Records for processing>
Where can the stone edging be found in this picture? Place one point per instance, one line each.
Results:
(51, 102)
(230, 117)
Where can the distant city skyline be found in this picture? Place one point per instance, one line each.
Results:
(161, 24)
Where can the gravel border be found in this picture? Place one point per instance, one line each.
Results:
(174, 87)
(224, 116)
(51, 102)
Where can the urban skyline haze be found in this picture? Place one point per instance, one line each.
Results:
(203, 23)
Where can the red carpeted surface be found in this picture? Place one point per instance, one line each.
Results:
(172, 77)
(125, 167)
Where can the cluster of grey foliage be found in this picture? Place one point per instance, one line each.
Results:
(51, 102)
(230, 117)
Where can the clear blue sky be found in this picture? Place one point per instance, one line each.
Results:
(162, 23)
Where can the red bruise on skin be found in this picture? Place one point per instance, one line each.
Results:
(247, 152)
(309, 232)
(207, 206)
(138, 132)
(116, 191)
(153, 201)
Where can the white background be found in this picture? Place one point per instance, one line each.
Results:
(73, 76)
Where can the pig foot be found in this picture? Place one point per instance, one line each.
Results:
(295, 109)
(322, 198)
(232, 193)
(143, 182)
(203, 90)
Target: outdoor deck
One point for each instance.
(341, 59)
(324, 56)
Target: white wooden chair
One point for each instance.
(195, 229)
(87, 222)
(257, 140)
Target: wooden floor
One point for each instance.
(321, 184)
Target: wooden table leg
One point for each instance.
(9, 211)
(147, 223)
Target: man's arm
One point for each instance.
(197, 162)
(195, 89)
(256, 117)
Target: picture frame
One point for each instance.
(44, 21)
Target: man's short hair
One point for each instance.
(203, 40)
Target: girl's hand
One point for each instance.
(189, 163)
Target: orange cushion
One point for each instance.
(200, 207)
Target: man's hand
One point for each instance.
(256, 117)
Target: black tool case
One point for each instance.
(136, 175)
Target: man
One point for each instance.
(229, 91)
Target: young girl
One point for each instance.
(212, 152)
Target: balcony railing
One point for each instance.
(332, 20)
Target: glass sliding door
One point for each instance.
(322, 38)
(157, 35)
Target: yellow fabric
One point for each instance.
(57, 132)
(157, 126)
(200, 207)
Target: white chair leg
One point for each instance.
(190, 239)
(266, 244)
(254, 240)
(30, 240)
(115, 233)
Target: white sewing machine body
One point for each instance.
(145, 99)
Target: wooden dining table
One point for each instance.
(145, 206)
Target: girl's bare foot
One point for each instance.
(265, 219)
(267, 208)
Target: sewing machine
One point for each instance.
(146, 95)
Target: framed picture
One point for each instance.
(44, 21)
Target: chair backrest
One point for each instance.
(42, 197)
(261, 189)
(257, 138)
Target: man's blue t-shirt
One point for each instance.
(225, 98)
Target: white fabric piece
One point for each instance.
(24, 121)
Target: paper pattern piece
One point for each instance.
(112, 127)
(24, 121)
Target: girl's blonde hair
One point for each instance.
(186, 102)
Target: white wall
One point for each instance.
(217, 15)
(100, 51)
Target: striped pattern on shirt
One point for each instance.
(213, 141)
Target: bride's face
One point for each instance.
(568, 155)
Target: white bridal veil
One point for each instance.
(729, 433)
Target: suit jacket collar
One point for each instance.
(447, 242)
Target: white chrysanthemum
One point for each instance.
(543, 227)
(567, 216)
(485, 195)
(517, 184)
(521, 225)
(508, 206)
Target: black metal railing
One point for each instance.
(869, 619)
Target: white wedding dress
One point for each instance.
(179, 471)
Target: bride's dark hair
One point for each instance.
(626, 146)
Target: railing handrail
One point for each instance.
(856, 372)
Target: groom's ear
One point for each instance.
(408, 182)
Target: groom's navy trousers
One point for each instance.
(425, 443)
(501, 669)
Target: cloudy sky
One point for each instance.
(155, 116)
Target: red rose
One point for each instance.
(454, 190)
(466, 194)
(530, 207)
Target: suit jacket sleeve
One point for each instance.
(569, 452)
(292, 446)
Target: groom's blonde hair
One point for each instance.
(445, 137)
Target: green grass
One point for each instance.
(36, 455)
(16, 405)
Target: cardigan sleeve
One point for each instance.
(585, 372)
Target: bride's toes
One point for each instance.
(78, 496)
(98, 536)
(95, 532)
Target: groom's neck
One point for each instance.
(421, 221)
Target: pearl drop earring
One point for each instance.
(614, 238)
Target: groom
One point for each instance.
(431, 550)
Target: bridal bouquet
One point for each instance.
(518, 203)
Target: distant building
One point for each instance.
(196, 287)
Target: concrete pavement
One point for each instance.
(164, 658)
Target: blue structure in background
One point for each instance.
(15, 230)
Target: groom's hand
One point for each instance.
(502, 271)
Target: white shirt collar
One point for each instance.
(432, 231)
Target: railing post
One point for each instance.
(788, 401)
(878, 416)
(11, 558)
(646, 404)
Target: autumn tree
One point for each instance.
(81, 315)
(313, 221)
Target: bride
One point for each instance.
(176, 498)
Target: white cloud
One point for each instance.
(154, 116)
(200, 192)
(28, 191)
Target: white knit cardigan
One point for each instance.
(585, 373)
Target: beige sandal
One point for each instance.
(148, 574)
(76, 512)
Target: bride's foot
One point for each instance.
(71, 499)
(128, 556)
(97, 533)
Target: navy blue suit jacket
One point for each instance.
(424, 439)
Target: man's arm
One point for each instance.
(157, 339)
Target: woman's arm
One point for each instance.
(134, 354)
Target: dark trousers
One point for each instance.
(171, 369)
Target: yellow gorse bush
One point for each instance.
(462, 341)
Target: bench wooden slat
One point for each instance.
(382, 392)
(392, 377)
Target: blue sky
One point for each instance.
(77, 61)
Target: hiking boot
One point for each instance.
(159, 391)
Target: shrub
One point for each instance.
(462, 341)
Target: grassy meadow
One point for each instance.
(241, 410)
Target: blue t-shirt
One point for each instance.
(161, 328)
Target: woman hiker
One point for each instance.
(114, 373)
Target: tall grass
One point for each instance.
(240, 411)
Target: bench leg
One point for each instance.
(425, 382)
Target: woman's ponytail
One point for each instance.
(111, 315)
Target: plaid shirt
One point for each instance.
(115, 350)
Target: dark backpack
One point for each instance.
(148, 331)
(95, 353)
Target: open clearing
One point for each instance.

Goal> Copy every line verbatim.

Final result>
Where can the stone edging be found in this picture? Place one point per instance, one line each.
Results:
(51, 102)
(230, 117)
Where can the distant city skyline be found in this picture? Place one point per instance, one line each.
Results:
(161, 24)
Where can the gravel border be found in this picture? Place one point per instance, one line each.
Results:
(174, 87)
(224, 116)
(51, 102)
Where can the urban skyline haze be found in this picture? Place one point per instance, one line each.
Results:
(203, 23)
Where can the red carpeted surface be found in this picture? Place one point per instance, one line each.
Results:
(172, 77)
(125, 167)
Where can the cluster of grey foliage be found in this picture? Place one point per instance, one line each.
Results:
(51, 102)
(230, 117)
Where can the clear blue sky be found in this picture? Place one point per instance, one line each.
Results:
(162, 23)
Where can the red bruise on skin be found in this picture? Place one point per instance, one line each.
Results:
(247, 152)
(309, 232)
(207, 206)
(138, 132)
(116, 191)
(153, 201)
Where can the white background be found in this picture? Place one point per instance, one line each.
Results:
(73, 76)
Where can the pig foot be found in this picture? Place one point per instance, one line each.
Results:
(295, 109)
(322, 198)
(232, 193)
(143, 182)
(203, 90)
Target: outdoor deck
One point for each instance.
(341, 59)
(324, 56)
Target: white wooden chair
One point for each instance.
(195, 229)
(87, 222)
(257, 140)
Target: wooden floor
One point for each instance.
(321, 184)
Target: wooden table leg
One point for each instance.
(9, 211)
(147, 223)
Target: man's arm
One point for each instance.
(197, 162)
(195, 89)
(256, 117)
Target: picture frame
One point for each instance.
(44, 21)
Target: man's short hair
One point for each instance.
(203, 40)
Target: girl's hand
One point for each instance.
(189, 163)
Target: orange cushion
One point for each instance.
(200, 207)
Target: man's hand
One point for each instance.
(256, 117)
Target: black tool case
One point for each instance.
(136, 175)
Target: man
One point for each instance.
(229, 91)
Target: young girl
One point for each instance.
(212, 152)
Target: balcony railing
One point for each instance.
(332, 20)
Target: glass sliding door
One point for each instance.
(322, 38)
(157, 35)
Target: yellow fabric
One point for each instance.
(57, 132)
(157, 126)
(200, 207)
Target: white chair leg
One point for each instance.
(190, 239)
(266, 244)
(254, 240)
(30, 240)
(115, 233)
Target: white sewing machine body
One point for each instance.
(145, 99)
Target: wooden dining table
One point for each instance.
(145, 206)
Target: girl's bare foot
One point for each instance.
(265, 219)
(267, 208)
Target: sewing machine
One point for each instance.
(146, 95)
Target: framed picture
One point for each instance.
(44, 21)
Target: chair backrest
One point for each instance.
(42, 197)
(261, 189)
(257, 138)
Target: man's blue t-shirt
One point for each instance.
(225, 98)
Target: white fabric piece
One point for each instance.
(24, 121)
Target: paper pattern piece
One point for each instance.
(112, 127)
(24, 121)
Target: girl's blonde hair
One point for each instance.
(186, 102)
Target: white wall
One point for each instance.
(217, 15)
(100, 51)
Target: striped pattern on shirt
One point for each instance.
(213, 141)
Target: bride's face
One point for each instance.
(568, 155)
Target: white bridal veil
One point for each instance.
(729, 433)
Target: suit jacket collar
One point for each instance.
(447, 242)
Target: white chrysanthemum
One point for each instance.
(543, 227)
(567, 216)
(485, 195)
(517, 184)
(521, 225)
(508, 206)
Target: black metal railing
One point for each instance.
(869, 619)
Target: white wedding dress
One point for each instance.
(179, 471)
Target: bride's dark hair
One point for each instance.
(626, 146)
Target: railing handrail
One point for each instance.
(856, 372)
Target: groom's ear
One point for each instance.
(408, 182)
Target: groom's navy trousers
One point for each instance.
(425, 443)
(501, 669)
Target: cloudy sky
One point for each instance.
(155, 116)
Target: red rose
One point for each instance.
(454, 190)
(466, 194)
(530, 207)
Target: suit jacket sleeve
One point for each instance.
(569, 452)
(292, 446)
Target: groom's blonde hair
One point for each instance.
(445, 137)
Target: green grass
One point for each instance.
(36, 455)
(16, 405)
Target: cardigan sleeve
One point for each instance.
(585, 372)
Target: bride's toes
One point for each instance.
(78, 496)
(98, 536)
(95, 532)
Target: groom's neck
One point for each instance.
(421, 221)
Target: pearl drop earring
One point for each instance.
(614, 238)
Target: groom
One point for each instance.
(431, 550)
Target: bridal bouquet
One point for each instance.
(518, 203)
Target: distant building
One point for each instance.
(196, 287)
Target: concrete pavement
One point for each instance.
(164, 658)
Target: blue structure in background
One point for each instance.
(15, 230)
Target: groom's hand
One point for each instance.
(502, 271)
Target: white shirt collar
One point for each instance.
(432, 231)
Target: railing post
One point for each instance.
(788, 401)
(878, 416)
(11, 558)
(646, 404)
Target: autumn tree
One point for each instance.
(81, 315)
(313, 221)
Target: bride
One point for each instance.
(176, 498)
Target: white cloud
One point for each instance.
(154, 116)
(200, 192)
(28, 191)
Target: white knit cardigan
One point for each instance.
(585, 373)
Target: beige sandal
One point for each instance.
(148, 574)
(76, 512)
Target: bride's foot
One point for each instance.
(71, 499)
(128, 556)
(97, 533)
Target: navy blue suit jacket
One point for each instance.
(424, 439)
Target: man's arm
One point for each instance.
(157, 339)
Target: woman's arm
One point for each instance.
(134, 354)
Target: dark trousers
One point for each instance.
(171, 369)
Target: yellow gorse bush
One point for each instance.
(462, 341)
Target: bench wooden slat
One point for each instance.
(382, 392)
(392, 377)
Target: blue sky
One point for each instance.
(77, 61)
Target: hiking boot
One point for each instance.
(159, 391)
Target: shrub
One point for each instance.
(462, 341)
Target: grassy meadow
One point for each instance.
(241, 410)
Target: blue t-shirt
One point for each instance.
(161, 328)
Target: woman hiker
One point for each instance.
(114, 373)
Target: tall grass
One point for each instance.
(240, 411)
Target: bench leg
One point for each instance.
(425, 382)
Target: woman's ponytail
One point for each instance.
(111, 315)
Target: plaid shirt
One point for each instance.
(115, 350)
Target: dark backpack
One point for each instance.
(148, 331)
(95, 353)
Target: open clearing
One point for each instance.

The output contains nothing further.